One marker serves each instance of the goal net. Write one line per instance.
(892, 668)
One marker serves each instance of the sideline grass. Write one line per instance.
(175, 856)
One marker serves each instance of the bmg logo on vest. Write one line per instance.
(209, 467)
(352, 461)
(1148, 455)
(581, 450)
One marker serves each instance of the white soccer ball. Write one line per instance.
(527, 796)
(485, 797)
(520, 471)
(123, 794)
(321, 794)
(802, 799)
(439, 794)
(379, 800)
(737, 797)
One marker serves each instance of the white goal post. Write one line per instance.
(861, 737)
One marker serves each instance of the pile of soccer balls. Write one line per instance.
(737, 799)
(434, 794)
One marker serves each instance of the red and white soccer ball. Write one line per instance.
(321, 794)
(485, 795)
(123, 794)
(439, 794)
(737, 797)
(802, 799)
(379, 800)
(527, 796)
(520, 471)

========================================================================

Repeat this material verbatim.

__Answer section__
One marker serves each instance of the goal net. Write one line per instance.
(892, 668)
One marker serves each instance of the sideline grass. Write one line per instance.
(175, 856)
One marker serves each instance of the bmg logo on vest. Write one line per instance.
(209, 467)
(352, 461)
(1148, 455)
(581, 450)
One marker serves each instance of the white soccer ball. Write one line per instance.
(527, 796)
(485, 797)
(520, 471)
(123, 794)
(321, 794)
(802, 799)
(439, 794)
(379, 800)
(737, 797)
One marker serves each instance of the white goal post. Write one line per instance.
(861, 737)
One marker serves each instance of the pile of soccer balls. Write one line per instance.
(737, 799)
(434, 794)
One marker serves each instance of the red and white soccer ball. Write one line per instance.
(321, 794)
(485, 795)
(123, 794)
(439, 794)
(737, 797)
(802, 799)
(379, 800)
(527, 796)
(520, 471)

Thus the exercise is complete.